= Actividad 1 =
Reproduce literalmente el fragmento de la reseña que aparece abajo, comenzando en "El documental chileno" y terminando en "y la reparación.".
= Actividad 2 =
Según la reseña, ¿cómo define la propia Haydée la estrategia de suspensiones, apelaciones e inhabilidades del proceso judicial?

= Texto del documento =
Una vez consumada la condena del Estado a los torturadores (favorable aunque insuficiente), Haydée decide cerrar el proceso de forma simbólica, porque la verdad y la justicia, si bien es el primer paso (y vaya que cuesta alcanzarlo) no es el último, sino el piso mínimo para cualquier tipo de reparación o reconciliación, ya sea individual o colectiva. Somos testigos de cómo Haydée cierra este capítulo y pareciera que los recuerdos, los amigos, la familia y los afectos son suficientes para resistir toda una vida.

El énfasis en el entrampado proceso judicial no busca ver el fallo final como algo que fue facilitado por el sistema, sino que fue conseguido a pesar de todas las suspensiones, apelaciones, inhabilidades y chanchullos leguleyos varios que querían cansar a Haydée y los abogados, estrategia que ella misma define como “desestimular la búsqueda de verdad y justicia”. Pachi Bustos logra traspasarnos el cansancio de Haydée, ya sea a través de la foto fija o de la repetición de gestos como la lectura del panel donde se anuncia qué juicio tendrá lugar ese mismo día.

El documental chileno postdictadura ha tenido en los últimos años películas centradas en la segunda o tercera generación, oscilando entre la confrontación (El color del camaleón, 2017; El pacto de Adriana, 2017) y el redescubrimiento familiar (Venían a buscarme, 2017; Guerrero, 2017). Si bien Haydée es parte de la generación que sufrió la dictadura, gran parte de la película trata sobre su relación con sus hijos y con Sebastián, el pez volador; es decir, el afecto de la película está puesto no en el pasado (Bustos acierta en incluir archivo estrictamente biográfico) sino en el presente, en el ejercicio de la memoria, la búsqueda de la justicia y la reparación.

Registros de una colección de datos
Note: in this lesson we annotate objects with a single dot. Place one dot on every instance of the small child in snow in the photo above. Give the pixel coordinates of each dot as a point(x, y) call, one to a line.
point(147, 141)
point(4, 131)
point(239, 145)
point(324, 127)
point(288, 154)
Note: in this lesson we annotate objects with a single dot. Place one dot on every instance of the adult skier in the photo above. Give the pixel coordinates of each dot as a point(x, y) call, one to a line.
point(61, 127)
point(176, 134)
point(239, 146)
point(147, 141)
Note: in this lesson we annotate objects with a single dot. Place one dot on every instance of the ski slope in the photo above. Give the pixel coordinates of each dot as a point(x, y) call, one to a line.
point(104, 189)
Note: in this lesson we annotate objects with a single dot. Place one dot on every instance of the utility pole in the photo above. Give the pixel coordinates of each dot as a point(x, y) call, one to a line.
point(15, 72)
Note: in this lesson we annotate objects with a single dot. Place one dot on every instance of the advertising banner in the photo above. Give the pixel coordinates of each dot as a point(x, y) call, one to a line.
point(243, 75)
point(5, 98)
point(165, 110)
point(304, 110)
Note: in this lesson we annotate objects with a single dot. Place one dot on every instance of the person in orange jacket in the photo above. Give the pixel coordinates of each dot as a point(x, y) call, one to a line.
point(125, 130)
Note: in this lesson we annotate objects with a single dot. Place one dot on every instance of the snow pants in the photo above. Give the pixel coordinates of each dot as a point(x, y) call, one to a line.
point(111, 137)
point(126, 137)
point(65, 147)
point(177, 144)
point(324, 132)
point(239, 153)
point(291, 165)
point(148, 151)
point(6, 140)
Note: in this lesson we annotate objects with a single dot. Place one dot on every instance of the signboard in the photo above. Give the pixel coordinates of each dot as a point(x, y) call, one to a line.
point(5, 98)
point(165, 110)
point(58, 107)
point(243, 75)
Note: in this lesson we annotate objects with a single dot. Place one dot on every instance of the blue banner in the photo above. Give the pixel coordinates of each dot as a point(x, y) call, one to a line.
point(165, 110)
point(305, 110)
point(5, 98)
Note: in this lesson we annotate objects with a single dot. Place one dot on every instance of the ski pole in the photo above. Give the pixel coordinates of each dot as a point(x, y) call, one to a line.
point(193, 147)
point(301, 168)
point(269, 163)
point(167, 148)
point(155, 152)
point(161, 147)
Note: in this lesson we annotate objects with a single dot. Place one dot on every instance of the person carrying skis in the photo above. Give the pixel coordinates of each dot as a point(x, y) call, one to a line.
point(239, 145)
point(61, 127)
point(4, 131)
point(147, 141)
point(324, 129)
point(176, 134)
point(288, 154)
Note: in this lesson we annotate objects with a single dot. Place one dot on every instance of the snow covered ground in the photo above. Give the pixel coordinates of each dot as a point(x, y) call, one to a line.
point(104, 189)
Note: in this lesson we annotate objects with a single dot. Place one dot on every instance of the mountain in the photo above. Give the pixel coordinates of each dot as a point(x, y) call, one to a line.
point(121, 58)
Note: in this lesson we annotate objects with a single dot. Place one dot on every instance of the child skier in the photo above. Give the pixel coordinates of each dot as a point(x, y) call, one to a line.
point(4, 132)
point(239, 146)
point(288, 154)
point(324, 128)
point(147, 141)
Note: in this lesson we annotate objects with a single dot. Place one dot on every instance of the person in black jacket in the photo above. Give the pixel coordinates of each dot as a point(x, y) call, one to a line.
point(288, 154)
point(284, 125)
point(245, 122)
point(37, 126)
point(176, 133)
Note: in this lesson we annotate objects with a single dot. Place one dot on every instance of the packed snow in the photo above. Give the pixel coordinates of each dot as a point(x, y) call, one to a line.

= Solución 1 =
El documental chileno postdictadura ha tenido en los últimos años películas centradas en la segunda o tercera generación, oscilando entre la confrontación (El color del camaleón, 2017; El pacto de Adriana, 2017) y el redescubrimiento familiar (Venían a buscarme, 2017; Guerrero, 2017). Si bien Haydée es parte de la generación que sufrió la dictadura, gran parte de la película trata sobre su relación con sus hijos y con Sebastián, el pez volador; es decir, el afecto de la película está puesto no en el pasado (Bustos acierta en incluir archivo estrictamente biográfico) sino en el presente, en el ejercicio de la memoria, la búsqueda de la justicia y la reparación.

= Solución 2 =
Como una forma de “desestimular la búsqueda de verdad y justicia”.